TASK ITEM — Return only the stretch of the material below that begins with the line containing "Query: tree shadow on lawn" and ends with the line containing "# test: point to the green front", exactly; both of those lines belong to it.

-- THE INPUT follows --

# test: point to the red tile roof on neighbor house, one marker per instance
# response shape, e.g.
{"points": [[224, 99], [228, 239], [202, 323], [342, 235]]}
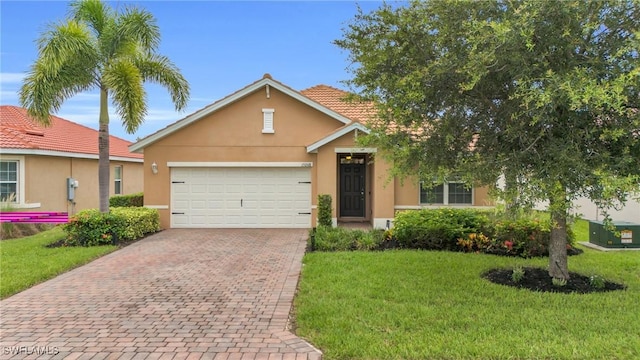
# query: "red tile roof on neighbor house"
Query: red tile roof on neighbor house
{"points": [[19, 131], [336, 100]]}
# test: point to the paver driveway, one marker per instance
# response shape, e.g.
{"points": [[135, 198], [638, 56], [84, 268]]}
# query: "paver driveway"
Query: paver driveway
{"points": [[179, 294]]}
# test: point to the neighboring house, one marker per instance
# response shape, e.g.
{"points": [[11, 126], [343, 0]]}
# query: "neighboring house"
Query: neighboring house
{"points": [[259, 157], [36, 163]]}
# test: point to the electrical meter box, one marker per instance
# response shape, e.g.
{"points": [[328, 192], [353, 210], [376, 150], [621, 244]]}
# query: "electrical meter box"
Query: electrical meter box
{"points": [[629, 234]]}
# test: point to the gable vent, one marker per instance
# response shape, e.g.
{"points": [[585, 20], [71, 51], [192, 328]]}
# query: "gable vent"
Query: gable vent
{"points": [[267, 121]]}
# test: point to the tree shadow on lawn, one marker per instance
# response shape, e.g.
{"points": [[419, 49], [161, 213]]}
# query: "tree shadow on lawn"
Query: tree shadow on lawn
{"points": [[538, 279]]}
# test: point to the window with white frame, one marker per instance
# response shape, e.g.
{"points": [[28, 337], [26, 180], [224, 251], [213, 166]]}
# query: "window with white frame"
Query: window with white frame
{"points": [[117, 180], [9, 181], [267, 121], [451, 193]]}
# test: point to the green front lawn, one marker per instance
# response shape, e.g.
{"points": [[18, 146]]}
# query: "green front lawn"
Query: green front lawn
{"points": [[435, 305], [27, 261]]}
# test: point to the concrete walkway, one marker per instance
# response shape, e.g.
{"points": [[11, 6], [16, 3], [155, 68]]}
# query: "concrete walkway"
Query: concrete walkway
{"points": [[179, 294]]}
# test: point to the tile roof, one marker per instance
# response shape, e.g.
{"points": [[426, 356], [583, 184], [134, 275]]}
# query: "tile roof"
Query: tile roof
{"points": [[19, 131], [337, 100]]}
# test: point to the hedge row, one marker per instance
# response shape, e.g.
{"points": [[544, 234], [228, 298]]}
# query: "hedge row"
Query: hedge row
{"points": [[133, 200], [91, 227], [449, 229], [473, 231]]}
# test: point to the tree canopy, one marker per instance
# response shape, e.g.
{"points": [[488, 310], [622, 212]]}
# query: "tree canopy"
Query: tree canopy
{"points": [[543, 93], [97, 47]]}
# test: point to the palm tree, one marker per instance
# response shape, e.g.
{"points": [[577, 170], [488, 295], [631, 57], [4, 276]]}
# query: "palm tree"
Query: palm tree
{"points": [[97, 47]]}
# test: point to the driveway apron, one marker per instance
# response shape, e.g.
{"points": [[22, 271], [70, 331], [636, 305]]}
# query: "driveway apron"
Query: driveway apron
{"points": [[179, 294]]}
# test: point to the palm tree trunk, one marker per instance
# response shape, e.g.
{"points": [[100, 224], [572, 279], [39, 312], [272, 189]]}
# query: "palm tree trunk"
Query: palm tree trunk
{"points": [[558, 264], [103, 153]]}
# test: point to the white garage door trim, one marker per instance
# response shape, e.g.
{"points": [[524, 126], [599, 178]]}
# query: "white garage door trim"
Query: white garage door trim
{"points": [[241, 197]]}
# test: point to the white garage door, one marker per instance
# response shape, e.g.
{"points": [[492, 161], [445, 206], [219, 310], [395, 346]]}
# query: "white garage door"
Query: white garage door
{"points": [[241, 197]]}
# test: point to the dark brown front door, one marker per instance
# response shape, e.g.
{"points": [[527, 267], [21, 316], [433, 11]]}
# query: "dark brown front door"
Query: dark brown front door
{"points": [[352, 186]]}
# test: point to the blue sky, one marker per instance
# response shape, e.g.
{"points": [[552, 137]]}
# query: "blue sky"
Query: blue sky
{"points": [[220, 47]]}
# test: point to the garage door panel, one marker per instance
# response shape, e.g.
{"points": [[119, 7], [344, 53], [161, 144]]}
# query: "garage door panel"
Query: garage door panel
{"points": [[241, 197]]}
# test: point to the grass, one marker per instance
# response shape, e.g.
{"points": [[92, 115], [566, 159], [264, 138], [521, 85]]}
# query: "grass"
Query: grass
{"points": [[25, 262], [435, 305]]}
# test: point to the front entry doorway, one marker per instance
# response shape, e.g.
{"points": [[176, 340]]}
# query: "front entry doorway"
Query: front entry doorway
{"points": [[352, 186]]}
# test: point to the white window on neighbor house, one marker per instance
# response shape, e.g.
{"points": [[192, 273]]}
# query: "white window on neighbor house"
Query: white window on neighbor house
{"points": [[267, 121], [451, 193], [117, 180], [9, 181]]}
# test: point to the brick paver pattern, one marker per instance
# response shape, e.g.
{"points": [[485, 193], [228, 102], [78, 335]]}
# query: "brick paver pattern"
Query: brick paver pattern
{"points": [[179, 294]]}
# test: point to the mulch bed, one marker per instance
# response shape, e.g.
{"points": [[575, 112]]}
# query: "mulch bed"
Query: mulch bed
{"points": [[538, 279]]}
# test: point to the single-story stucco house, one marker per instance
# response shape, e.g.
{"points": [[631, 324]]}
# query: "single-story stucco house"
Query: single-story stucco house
{"points": [[259, 157], [37, 162]]}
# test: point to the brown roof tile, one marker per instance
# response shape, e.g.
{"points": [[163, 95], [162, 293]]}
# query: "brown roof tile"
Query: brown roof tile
{"points": [[337, 100], [19, 131]]}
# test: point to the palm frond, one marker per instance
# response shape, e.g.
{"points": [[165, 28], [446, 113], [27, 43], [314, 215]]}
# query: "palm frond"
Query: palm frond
{"points": [[140, 26], [94, 13], [125, 83], [65, 67], [159, 69]]}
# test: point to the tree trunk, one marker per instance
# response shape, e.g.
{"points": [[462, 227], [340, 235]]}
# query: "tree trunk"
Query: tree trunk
{"points": [[103, 153], [558, 264], [512, 205]]}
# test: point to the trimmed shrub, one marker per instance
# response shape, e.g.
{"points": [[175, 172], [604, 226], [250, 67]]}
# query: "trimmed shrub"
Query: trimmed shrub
{"points": [[137, 222], [329, 238], [437, 229], [525, 237], [132, 200], [324, 210], [91, 227]]}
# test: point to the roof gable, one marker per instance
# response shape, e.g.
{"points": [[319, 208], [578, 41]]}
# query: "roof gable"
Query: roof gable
{"points": [[338, 101], [354, 126], [21, 134], [265, 83]]}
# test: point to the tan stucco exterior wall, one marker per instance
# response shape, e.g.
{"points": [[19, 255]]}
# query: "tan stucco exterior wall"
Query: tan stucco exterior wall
{"points": [[408, 193], [46, 182], [234, 134]]}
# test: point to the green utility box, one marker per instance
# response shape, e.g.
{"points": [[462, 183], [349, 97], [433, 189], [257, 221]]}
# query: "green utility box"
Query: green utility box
{"points": [[629, 234]]}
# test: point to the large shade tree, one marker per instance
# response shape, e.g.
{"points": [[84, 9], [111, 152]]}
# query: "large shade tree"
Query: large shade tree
{"points": [[97, 47], [543, 94]]}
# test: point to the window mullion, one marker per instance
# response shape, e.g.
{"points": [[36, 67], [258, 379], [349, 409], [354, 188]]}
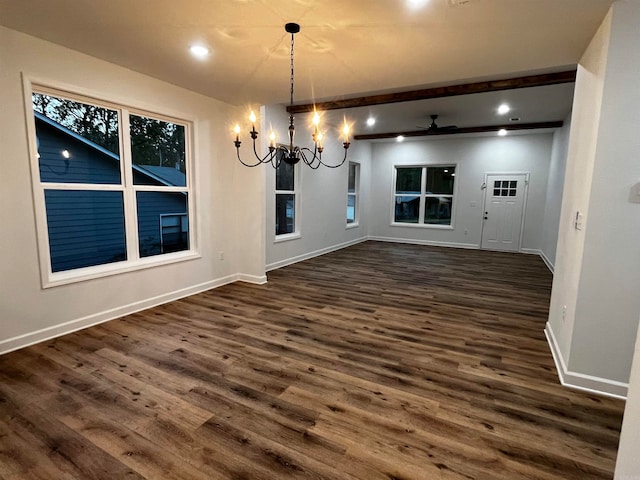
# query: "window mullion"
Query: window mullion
{"points": [[129, 192], [423, 193]]}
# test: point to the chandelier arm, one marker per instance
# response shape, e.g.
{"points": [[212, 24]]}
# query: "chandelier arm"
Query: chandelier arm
{"points": [[310, 163], [245, 163], [318, 158]]}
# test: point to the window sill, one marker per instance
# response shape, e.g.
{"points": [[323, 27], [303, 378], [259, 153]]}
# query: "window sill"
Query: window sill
{"points": [[99, 271], [286, 237], [422, 225]]}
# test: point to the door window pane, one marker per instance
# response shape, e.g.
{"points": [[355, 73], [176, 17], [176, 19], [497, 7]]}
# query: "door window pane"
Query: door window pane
{"points": [[85, 228], [158, 152]]}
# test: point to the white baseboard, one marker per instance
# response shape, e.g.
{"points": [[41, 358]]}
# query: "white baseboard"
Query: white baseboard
{"points": [[317, 253], [580, 381], [413, 241], [541, 254], [48, 333]]}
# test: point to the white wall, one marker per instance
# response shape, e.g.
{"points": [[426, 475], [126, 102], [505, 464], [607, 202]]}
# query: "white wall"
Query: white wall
{"points": [[598, 268], [474, 157], [555, 184], [323, 197], [628, 460], [577, 186], [225, 219]]}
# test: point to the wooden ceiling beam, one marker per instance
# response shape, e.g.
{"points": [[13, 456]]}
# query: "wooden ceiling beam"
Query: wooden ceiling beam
{"points": [[456, 131], [438, 92]]}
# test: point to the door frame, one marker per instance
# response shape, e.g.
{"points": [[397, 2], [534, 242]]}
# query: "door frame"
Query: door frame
{"points": [[525, 194]]}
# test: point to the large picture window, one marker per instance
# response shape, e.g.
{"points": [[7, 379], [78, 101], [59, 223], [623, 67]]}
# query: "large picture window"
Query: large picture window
{"points": [[286, 185], [110, 198], [423, 195]]}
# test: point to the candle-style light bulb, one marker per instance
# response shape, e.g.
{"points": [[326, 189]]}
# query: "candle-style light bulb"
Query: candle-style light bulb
{"points": [[345, 131]]}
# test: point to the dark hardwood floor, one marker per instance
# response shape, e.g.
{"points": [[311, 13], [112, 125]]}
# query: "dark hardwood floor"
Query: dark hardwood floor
{"points": [[379, 361]]}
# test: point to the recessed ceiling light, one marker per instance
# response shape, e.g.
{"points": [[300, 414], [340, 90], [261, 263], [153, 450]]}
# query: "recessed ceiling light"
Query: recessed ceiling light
{"points": [[199, 51], [416, 4]]}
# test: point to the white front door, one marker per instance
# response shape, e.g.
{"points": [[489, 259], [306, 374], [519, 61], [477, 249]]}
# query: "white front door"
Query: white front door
{"points": [[503, 208]]}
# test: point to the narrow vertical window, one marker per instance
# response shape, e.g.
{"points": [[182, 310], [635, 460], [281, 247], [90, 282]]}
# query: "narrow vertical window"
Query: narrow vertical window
{"points": [[353, 186], [285, 199], [160, 176]]}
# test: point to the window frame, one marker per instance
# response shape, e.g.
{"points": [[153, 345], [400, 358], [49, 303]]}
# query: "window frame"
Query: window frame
{"points": [[296, 205], [423, 196], [355, 194], [134, 261]]}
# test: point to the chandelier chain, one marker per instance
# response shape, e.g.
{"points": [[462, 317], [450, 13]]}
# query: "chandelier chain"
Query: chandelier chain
{"points": [[290, 154], [292, 41]]}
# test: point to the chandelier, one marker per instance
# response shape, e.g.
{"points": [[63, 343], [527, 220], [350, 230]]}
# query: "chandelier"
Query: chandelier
{"points": [[289, 153]]}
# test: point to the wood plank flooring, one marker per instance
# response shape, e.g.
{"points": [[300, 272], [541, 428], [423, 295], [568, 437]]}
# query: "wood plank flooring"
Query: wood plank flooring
{"points": [[379, 361]]}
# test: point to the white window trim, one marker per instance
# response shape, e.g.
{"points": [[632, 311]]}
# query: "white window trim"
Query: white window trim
{"points": [[423, 181], [134, 262], [296, 214], [356, 194]]}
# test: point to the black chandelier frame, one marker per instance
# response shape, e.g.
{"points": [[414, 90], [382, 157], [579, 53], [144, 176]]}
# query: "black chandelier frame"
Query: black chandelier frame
{"points": [[290, 154]]}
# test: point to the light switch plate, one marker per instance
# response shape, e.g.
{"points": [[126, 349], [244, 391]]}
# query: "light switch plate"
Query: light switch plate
{"points": [[634, 194]]}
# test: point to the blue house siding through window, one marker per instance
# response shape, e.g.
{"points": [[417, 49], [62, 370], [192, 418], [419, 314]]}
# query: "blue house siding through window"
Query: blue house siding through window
{"points": [[86, 227]]}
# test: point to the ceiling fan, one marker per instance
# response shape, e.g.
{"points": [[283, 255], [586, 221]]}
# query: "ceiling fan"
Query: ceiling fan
{"points": [[434, 127]]}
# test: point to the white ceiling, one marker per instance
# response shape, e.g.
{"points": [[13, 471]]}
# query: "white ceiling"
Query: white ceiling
{"points": [[346, 48]]}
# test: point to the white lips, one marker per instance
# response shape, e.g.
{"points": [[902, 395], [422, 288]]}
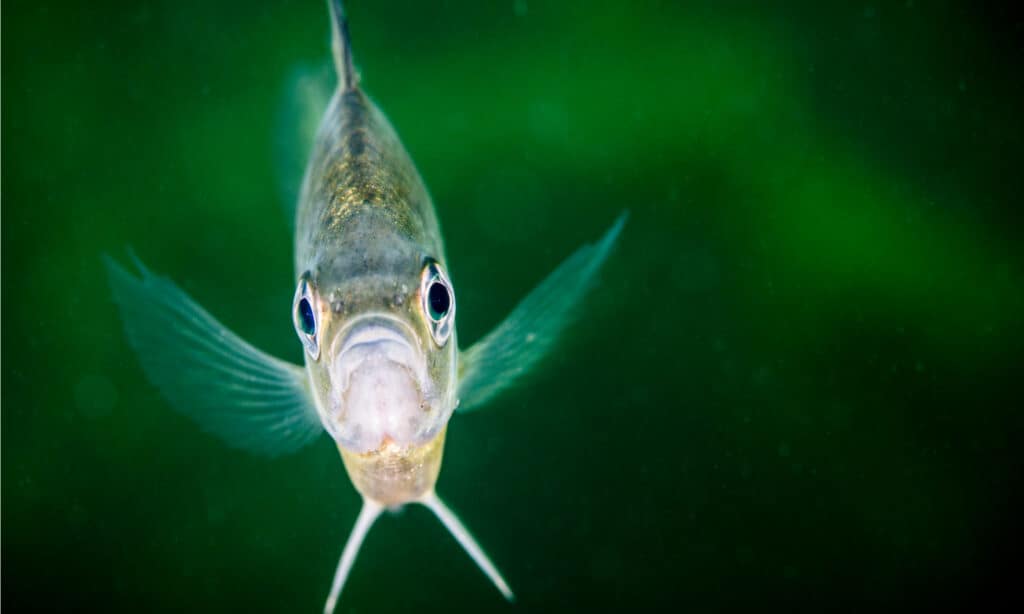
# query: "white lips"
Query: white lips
{"points": [[380, 388]]}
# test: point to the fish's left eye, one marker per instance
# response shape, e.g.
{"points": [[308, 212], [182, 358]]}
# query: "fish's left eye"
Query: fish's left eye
{"points": [[304, 316], [438, 302]]}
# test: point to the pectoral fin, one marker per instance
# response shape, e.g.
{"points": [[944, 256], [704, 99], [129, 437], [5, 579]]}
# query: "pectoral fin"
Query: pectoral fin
{"points": [[531, 330], [251, 399]]}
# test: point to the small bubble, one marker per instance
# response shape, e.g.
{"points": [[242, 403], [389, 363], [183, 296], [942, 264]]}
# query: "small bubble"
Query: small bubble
{"points": [[95, 396]]}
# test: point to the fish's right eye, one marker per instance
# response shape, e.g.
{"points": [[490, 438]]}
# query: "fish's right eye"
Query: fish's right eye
{"points": [[304, 316]]}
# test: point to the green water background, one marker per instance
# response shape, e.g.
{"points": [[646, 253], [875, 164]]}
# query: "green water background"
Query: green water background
{"points": [[796, 386]]}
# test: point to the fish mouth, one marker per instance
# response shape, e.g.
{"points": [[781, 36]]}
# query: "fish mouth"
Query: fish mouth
{"points": [[381, 389]]}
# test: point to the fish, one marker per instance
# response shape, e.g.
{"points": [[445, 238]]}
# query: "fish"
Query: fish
{"points": [[375, 313]]}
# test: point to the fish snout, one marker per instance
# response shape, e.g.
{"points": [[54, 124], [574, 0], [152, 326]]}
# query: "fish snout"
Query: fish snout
{"points": [[380, 388]]}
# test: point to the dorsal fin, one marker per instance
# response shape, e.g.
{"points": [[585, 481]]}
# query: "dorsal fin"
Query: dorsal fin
{"points": [[341, 47]]}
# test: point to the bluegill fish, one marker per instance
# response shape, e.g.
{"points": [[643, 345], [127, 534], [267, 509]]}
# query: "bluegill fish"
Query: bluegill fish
{"points": [[375, 311]]}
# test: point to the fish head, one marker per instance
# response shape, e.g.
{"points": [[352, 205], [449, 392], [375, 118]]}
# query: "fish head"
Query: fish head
{"points": [[378, 325]]}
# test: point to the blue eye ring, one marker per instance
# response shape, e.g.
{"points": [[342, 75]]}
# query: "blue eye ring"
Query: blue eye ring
{"points": [[304, 316], [437, 300]]}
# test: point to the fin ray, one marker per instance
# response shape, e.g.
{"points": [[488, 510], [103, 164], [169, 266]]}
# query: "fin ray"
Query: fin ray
{"points": [[531, 330], [466, 540], [250, 399], [368, 515]]}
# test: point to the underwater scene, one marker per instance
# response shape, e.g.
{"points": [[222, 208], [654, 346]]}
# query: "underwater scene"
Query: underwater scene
{"points": [[739, 289]]}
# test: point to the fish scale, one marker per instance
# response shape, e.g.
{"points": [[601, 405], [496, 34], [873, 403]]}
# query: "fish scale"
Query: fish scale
{"points": [[374, 310]]}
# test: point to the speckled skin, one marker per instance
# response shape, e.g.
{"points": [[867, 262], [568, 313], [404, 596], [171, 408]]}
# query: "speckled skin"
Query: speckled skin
{"points": [[366, 227]]}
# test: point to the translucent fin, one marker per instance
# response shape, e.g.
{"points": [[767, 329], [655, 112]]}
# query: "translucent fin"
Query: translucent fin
{"points": [[532, 327], [252, 400], [342, 48], [305, 99], [462, 535], [368, 515]]}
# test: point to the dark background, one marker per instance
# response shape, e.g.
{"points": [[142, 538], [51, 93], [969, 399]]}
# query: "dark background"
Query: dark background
{"points": [[796, 387]]}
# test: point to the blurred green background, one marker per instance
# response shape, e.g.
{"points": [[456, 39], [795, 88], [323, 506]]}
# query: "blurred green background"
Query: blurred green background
{"points": [[797, 385]]}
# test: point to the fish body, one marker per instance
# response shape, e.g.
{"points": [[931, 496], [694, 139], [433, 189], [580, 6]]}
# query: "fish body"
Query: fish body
{"points": [[374, 309]]}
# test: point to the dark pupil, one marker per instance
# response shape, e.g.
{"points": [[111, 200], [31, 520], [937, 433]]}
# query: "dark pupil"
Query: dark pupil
{"points": [[438, 300], [306, 319]]}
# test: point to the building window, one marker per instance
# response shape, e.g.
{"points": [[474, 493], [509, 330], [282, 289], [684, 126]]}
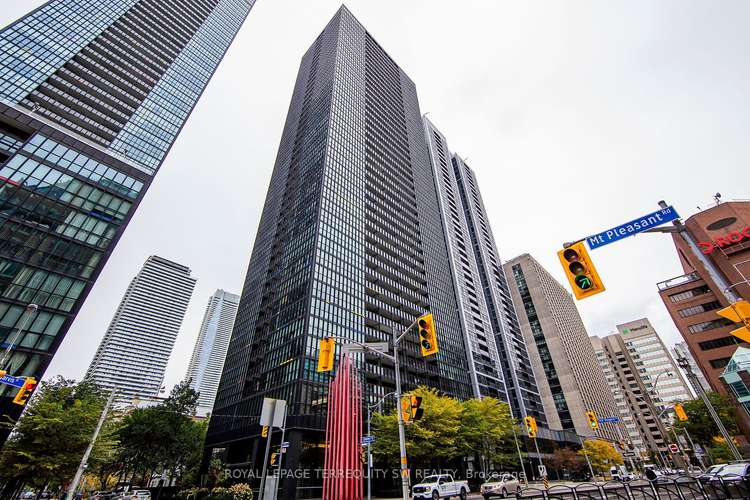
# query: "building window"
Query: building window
{"points": [[689, 294], [709, 325], [701, 308], [715, 344], [719, 363]]}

-- THE INPUT concluded --

WRITTEN SOLUTION —
Query: tree shadow on lawn
{"points": [[538, 279]]}
# test: point to the window with white frame, one marker per instance
# response shape, e.g.
{"points": [[28, 337], [26, 180], [224, 251], [213, 166]]}
# query: "window with white frame"
Query: window with white frame
{"points": [[117, 180], [9, 181], [267, 121], [451, 193]]}
# test: point to the green front lawn, one marker per instance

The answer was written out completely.